### EXERCISE REQUIREMENTS
Copy out every line of the listing below, word for word and in the same order.

### LISTING
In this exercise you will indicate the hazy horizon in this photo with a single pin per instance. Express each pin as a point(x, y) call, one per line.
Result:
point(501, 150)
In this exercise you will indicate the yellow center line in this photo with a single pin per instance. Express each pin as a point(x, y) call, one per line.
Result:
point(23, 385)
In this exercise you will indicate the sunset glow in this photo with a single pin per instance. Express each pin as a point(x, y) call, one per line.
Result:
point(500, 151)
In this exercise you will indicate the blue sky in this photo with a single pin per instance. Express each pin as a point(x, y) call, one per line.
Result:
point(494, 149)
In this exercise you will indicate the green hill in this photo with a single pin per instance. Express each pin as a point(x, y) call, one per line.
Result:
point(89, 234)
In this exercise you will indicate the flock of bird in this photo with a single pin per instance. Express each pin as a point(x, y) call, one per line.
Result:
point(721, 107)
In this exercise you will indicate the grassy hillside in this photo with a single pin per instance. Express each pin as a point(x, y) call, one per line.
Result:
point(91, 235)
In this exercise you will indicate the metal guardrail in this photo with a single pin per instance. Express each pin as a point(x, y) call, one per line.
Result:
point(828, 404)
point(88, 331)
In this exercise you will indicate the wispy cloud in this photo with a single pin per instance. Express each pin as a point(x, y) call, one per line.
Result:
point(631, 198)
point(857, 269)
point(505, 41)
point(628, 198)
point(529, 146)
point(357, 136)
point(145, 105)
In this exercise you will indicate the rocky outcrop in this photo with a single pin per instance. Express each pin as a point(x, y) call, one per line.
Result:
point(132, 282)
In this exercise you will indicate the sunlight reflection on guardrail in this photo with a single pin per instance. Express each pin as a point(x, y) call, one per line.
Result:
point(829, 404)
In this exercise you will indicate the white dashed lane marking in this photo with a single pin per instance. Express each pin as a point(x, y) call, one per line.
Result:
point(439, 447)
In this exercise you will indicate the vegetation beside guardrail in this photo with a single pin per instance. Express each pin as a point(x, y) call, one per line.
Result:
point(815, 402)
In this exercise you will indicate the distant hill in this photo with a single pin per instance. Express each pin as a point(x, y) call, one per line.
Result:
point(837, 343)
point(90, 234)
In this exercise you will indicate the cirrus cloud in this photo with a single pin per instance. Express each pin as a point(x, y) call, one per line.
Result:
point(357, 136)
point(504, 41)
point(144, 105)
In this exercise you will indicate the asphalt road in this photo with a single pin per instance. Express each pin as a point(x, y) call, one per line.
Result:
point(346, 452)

### THE SOLUTION
In this exercise you will indicate the hazy horizon in this photo with a single pin per instance. Express each pin as a point(x, y) call, one per line.
Result:
point(501, 150)
In this exercise you will indicate the yellow center line in this photo with a single pin per instance. Express each pin as a point(x, y) call, one per line.
Result:
point(23, 385)
In this exercise you will indicate the sunset glow in this photo with a single pin per instance. Express each pin as a point(x, y) call, one per line.
Result:
point(500, 151)
In this exercise you will indicate the blue sky in this photo with a single pin per instance. Express each pin as a point(x, y) call, one per line.
Result:
point(494, 149)
In this exercise you will indicate the green hill in this photo with a single pin per instance. Express each pin as a point(x, y) call, one per line.
Result:
point(89, 234)
In this exercise you will indicate the flock of bird in this photo with a single pin per instance. Express each pin as a point(x, y) call, one per line.
Result:
point(721, 107)
In this exercise you will indicate the grassy hillside in this photo with a single pin per instance. Express each pin as a point(x, y) call, one per line.
Result:
point(91, 235)
In this exercise you will indicate the metal guardrail in this photo with a single pin per instance. Express each pin as a point(x, y) call, one per line.
Result:
point(828, 404)
point(88, 331)
In this exercise you will indicate the wispy cloud in this photo with a single pin per instance. Express each pin as a point(x, y) call, one per line.
Result:
point(631, 198)
point(857, 269)
point(505, 41)
point(628, 198)
point(529, 146)
point(357, 136)
point(145, 105)
In this exercise you will indicate the rocky outcrop in this photo with a single pin per instance. Express each pin as a point(x, y) call, one per line.
Result:
point(132, 282)
In this exercise you will indicate the sunlight reflection on guardrail in this photo with a single pin per instance. Express each pin as a point(x, y) call, one per line.
Result:
point(829, 404)
In this exercise you will indicate the white dashed lane marking in this photo with a single pin per instance. Express each pin as a point(x, y) call, one per line.
Result:
point(439, 447)
In this exercise you will indicate the vegetation beside guardrail in this photo with a single pin per instance. Express each pin as a point(x, y) call, one per line.
Result:
point(815, 402)
In this exercise you will indicate the distant hill in this photo with a single pin per instance. Express each pin as a point(x, y) call, one per line.
Result:
point(837, 343)
point(90, 234)
In this exercise you will indicate the cirrus cloud in this photo with a single pin per instance. Express each pin as a point(x, y) call, one per line.
Result:
point(357, 136)
point(504, 41)
point(144, 105)
In this exercise you will indicate the asphalt road in this photo with a single pin per instance. Express each pin as a point(x, y) call, one per line.
Result:
point(346, 452)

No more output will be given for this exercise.